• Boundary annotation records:
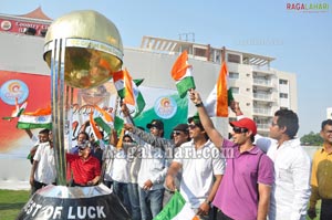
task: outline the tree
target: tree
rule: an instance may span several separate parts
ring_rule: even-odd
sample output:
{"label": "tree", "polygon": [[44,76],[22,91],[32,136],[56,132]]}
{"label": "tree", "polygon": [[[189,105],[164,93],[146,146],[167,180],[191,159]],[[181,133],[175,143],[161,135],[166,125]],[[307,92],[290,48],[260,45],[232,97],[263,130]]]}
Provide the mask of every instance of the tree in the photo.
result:
{"label": "tree", "polygon": [[310,132],[308,135],[303,135],[301,138],[301,144],[307,146],[321,146],[323,144],[323,138],[319,133],[314,134]]}

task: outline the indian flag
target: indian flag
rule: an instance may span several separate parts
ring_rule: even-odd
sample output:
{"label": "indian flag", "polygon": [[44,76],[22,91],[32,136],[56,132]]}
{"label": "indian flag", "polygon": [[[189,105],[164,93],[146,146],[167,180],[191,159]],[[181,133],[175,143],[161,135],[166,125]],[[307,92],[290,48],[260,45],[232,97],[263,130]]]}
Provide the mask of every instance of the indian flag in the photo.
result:
{"label": "indian flag", "polygon": [[172,77],[175,80],[178,94],[181,98],[187,95],[187,91],[196,88],[191,75],[193,67],[188,64],[188,53],[184,51],[175,61],[172,69]]}
{"label": "indian flag", "polygon": [[219,77],[206,101],[206,111],[210,117],[228,117],[228,106],[234,99],[231,90],[227,87],[227,64],[221,64]]}
{"label": "indian flag", "polygon": [[128,71],[125,69],[115,72],[113,81],[117,90],[117,94],[121,98],[123,98],[123,102],[135,107],[135,114],[133,117],[137,116],[143,111],[145,101]]}
{"label": "indian flag", "polygon": [[153,220],[199,220],[190,205],[175,191],[168,203]]}
{"label": "indian flag", "polygon": [[100,135],[100,129],[96,125],[107,133],[107,135],[111,135],[111,130],[114,127],[114,119],[110,113],[100,106],[94,105],[94,111],[90,113],[89,119],[92,132],[97,139],[102,139],[102,136]]}
{"label": "indian flag", "polygon": [[19,129],[34,129],[34,128],[52,128],[51,106],[46,108],[39,108],[32,113],[23,113],[19,117],[17,127]]}
{"label": "indian flag", "polygon": [[19,105],[18,97],[15,97],[15,107],[9,117],[2,117],[2,119],[11,121],[12,118],[20,117],[20,115],[25,111],[28,102],[24,102],[21,106]]}

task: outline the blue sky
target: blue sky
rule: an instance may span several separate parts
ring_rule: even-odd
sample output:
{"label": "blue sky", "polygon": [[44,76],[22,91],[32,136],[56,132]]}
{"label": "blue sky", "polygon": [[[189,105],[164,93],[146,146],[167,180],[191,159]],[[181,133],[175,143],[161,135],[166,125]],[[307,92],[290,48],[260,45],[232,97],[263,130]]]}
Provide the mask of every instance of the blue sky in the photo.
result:
{"label": "blue sky", "polygon": [[[287,3],[328,3],[326,12],[300,12]],[[2,0],[0,13],[25,14],[38,7],[56,19],[91,9],[112,20],[124,46],[143,35],[167,39],[195,33],[195,42],[276,57],[271,67],[298,77],[299,136],[318,133],[332,107],[332,1],[239,0]]]}

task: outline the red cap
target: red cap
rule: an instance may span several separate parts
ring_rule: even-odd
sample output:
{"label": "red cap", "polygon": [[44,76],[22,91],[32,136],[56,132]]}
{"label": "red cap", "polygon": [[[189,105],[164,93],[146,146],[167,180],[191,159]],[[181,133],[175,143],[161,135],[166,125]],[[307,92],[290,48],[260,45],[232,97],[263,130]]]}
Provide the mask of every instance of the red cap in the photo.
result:
{"label": "red cap", "polygon": [[251,130],[253,135],[257,134],[256,123],[252,119],[248,118],[248,117],[243,117],[239,121],[235,121],[235,122],[231,122],[229,124],[232,127],[245,127],[245,128]]}

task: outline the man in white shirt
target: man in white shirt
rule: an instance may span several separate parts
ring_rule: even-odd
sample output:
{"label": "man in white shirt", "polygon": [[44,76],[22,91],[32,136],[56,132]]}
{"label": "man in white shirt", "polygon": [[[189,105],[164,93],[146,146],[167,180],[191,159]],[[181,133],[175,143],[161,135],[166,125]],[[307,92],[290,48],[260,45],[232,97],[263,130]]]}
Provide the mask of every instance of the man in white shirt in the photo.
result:
{"label": "man in white shirt", "polygon": [[305,220],[311,161],[295,138],[298,129],[298,115],[290,109],[279,109],[270,126],[271,138],[256,137],[257,146],[274,163],[269,220]]}
{"label": "man in white shirt", "polygon": [[[151,134],[163,137],[164,123],[153,119],[146,125]],[[164,180],[167,172],[165,151],[149,144],[142,147],[142,161],[138,171],[138,193],[142,220],[152,220],[163,208]]]}
{"label": "man in white shirt", "polygon": [[166,176],[166,186],[175,190],[175,177],[181,169],[179,191],[200,219],[209,219],[210,203],[225,171],[225,158],[209,140],[198,116],[188,118],[190,142],[175,154]]}

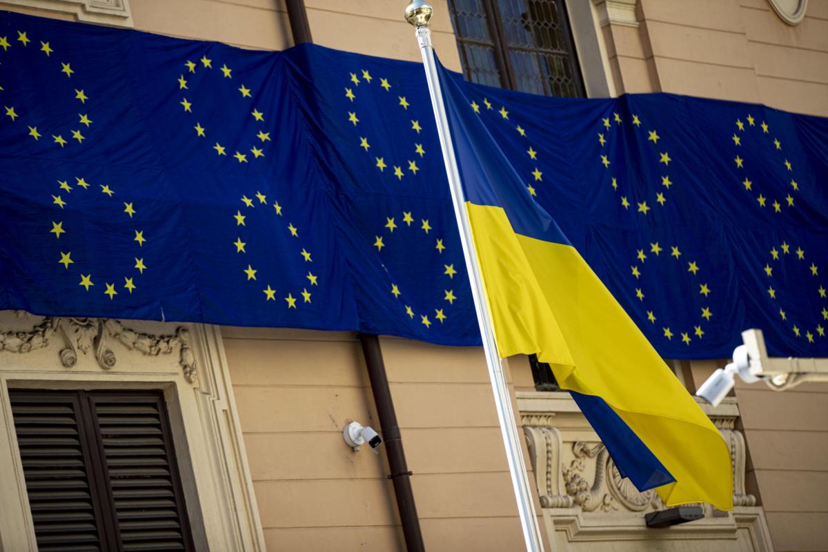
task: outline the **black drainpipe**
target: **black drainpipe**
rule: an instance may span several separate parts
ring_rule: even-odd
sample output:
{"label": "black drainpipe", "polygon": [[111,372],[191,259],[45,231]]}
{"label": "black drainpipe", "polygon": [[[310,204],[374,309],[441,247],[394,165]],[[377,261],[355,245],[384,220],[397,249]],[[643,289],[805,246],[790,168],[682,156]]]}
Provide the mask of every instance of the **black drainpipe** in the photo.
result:
{"label": "black drainpipe", "polygon": [[[293,43],[313,42],[308,14],[305,9],[305,1],[285,0],[285,5],[287,8],[291,32],[293,35]],[[394,411],[394,401],[391,398],[391,389],[388,387],[388,377],[385,373],[385,362],[383,361],[379,339],[376,335],[360,334],[359,343],[362,344],[363,354],[365,357],[365,366],[368,368],[368,378],[371,380],[373,401],[377,405],[377,415],[379,416],[379,425],[385,441],[388,467],[391,468],[388,478],[394,484],[394,494],[397,496],[397,507],[400,511],[406,548],[408,552],[425,552],[422,533],[420,530],[420,518],[417,517],[414,492],[412,491],[412,473],[408,471],[408,464],[406,463],[402,438],[400,436],[400,428],[397,424],[397,413]]]}

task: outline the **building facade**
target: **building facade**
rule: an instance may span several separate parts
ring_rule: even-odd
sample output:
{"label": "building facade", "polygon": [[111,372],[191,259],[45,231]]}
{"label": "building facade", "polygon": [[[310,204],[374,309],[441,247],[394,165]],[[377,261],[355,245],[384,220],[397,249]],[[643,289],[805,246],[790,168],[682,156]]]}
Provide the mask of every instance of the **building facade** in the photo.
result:
{"label": "building facade", "polygon": [[[826,0],[433,4],[441,61],[476,82],[595,98],[669,92],[828,116]],[[405,2],[304,5],[316,44],[420,59]],[[0,7],[243,48],[293,44],[287,6],[276,0]],[[482,351],[384,337],[380,345],[426,550],[522,550]],[[724,361],[668,362],[694,392]],[[704,520],[648,529],[644,515],[663,505],[620,478],[568,394],[527,358],[507,367],[546,550],[828,550],[828,386],[737,385],[705,406],[730,447],[734,510],[705,506]],[[352,420],[382,430],[352,333],[0,313],[0,550],[86,545],[94,521],[106,538],[157,550],[405,548],[383,448],[354,452],[342,439]],[[46,424],[73,437],[38,441]],[[54,469],[79,487],[45,487],[39,474]],[[139,492],[130,478],[156,484]],[[156,516],[140,515],[143,500]],[[41,513],[55,501],[86,509],[55,521]]]}

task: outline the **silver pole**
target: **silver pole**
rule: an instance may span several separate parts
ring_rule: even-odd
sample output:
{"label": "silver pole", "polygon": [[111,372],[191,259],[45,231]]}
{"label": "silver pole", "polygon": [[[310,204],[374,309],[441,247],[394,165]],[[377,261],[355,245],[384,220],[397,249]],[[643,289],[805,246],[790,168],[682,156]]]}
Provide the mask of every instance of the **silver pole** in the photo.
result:
{"label": "silver pole", "polygon": [[486,353],[489,378],[492,383],[494,406],[498,411],[498,420],[500,422],[500,433],[503,439],[503,447],[506,449],[506,458],[508,461],[512,486],[514,488],[518,511],[520,513],[523,538],[526,540],[526,550],[530,552],[542,552],[543,545],[541,539],[541,530],[537,525],[537,516],[535,514],[535,505],[529,487],[529,479],[527,475],[526,463],[523,461],[523,454],[521,450],[514,411],[512,409],[512,401],[492,329],[492,317],[489,311],[489,305],[486,303],[486,294],[484,290],[483,279],[480,275],[477,254],[474,251],[469,215],[465,209],[465,199],[463,197],[463,189],[460,186],[460,173],[457,170],[457,160],[455,158],[451,132],[449,130],[449,122],[445,116],[445,108],[443,105],[440,79],[437,78],[434,47],[431,46],[431,31],[428,28],[428,20],[431,18],[431,7],[425,2],[412,0],[408,7],[406,8],[406,19],[409,23],[416,26],[417,42],[420,45],[426,77],[428,79],[431,107],[434,108],[434,118],[437,122],[437,132],[440,134],[443,159],[445,161],[445,174],[448,176],[449,187],[451,190],[451,201],[455,207],[455,217],[460,233],[460,242],[463,245],[466,271],[469,273],[469,281],[471,284],[471,294],[474,301],[474,310],[477,312],[477,322],[480,327],[480,335],[483,338],[483,349]]}

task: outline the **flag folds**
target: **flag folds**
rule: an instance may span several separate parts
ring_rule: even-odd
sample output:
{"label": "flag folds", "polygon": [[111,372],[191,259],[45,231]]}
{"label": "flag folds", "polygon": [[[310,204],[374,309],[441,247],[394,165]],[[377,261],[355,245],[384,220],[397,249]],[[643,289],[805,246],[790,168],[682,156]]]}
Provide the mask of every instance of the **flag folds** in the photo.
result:
{"label": "flag folds", "polygon": [[532,199],[451,74],[444,102],[501,356],[537,353],[621,473],[669,505],[732,507],[723,438]]}

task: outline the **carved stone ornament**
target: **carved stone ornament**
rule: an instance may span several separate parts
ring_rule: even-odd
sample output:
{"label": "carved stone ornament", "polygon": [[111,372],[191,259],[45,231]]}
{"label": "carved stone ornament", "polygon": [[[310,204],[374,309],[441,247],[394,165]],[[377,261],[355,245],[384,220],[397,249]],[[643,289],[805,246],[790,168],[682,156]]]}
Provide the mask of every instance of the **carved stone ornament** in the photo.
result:
{"label": "carved stone ornament", "polygon": [[93,350],[95,360],[104,370],[115,366],[115,353],[109,348],[113,340],[119,341],[129,349],[145,355],[170,354],[179,346],[179,364],[190,383],[197,379],[195,358],[190,345],[190,332],[184,326],[176,329],[170,335],[142,334],[125,328],[112,319],[60,318],[47,316],[28,331],[0,331],[0,351],[29,353],[49,345],[49,340],[58,334],[64,341],[60,349],[60,363],[67,368],[78,362],[78,351],[86,354]]}

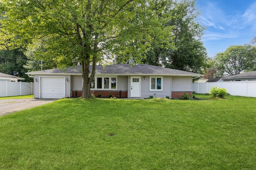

• REQUIREMENT:
Starting at the line containing "task: outline the **flag folds**" and continuing through the end of the records, swap "ring_rule" for "fill_rule" and rewrite those lines with nothing else changed. Leave the pictures out.

• THE REPLY:
task: outline the **flag folds**
target: **flag folds**
rule: an instance may span several separate parts
fill_rule: even-odd
sample output:
{"label": "flag folds", "polygon": [[111,372],[191,259],[45,231]]}
{"label": "flag folds", "polygon": [[[310,204],[374,309],[441,247],[394,165]],[[377,261],[355,245],[384,220],[397,249]],[[643,289],[805,246],[790,168],[682,156]]]}
Provide the mask of every instance of the **flag folds** in the photo.
result:
{"label": "flag folds", "polygon": [[532,199],[451,74],[444,102],[501,356],[537,353],[621,473],[669,505],[732,507],[723,438]]}

task: outline the **carved stone ornament**
target: **carved stone ornament**
rule: an instance may span several separate parts
fill_rule: even-odd
sample output:
{"label": "carved stone ornament", "polygon": [[111,372],[191,259],[45,231]]}
{"label": "carved stone ornament", "polygon": [[[310,204],[374,309],[441,247],[394,165]],[[377,261],[355,245],[384,220],[397,249]],[[643,289],[805,246],[790,168],[682,156]]]}
Provide the mask of every instance of the **carved stone ornament** in the photo.
result:
{"label": "carved stone ornament", "polygon": [[93,350],[95,360],[104,370],[115,366],[115,353],[109,348],[113,340],[119,341],[129,349],[145,355],[170,354],[179,346],[179,364],[190,383],[197,379],[195,358],[190,345],[190,332],[184,326],[176,329],[170,335],[142,334],[125,328],[112,319],[60,318],[47,316],[28,331],[0,331],[0,351],[29,353],[49,345],[49,340],[58,334],[64,341],[60,349],[60,363],[67,368],[78,362],[78,351],[86,354]]}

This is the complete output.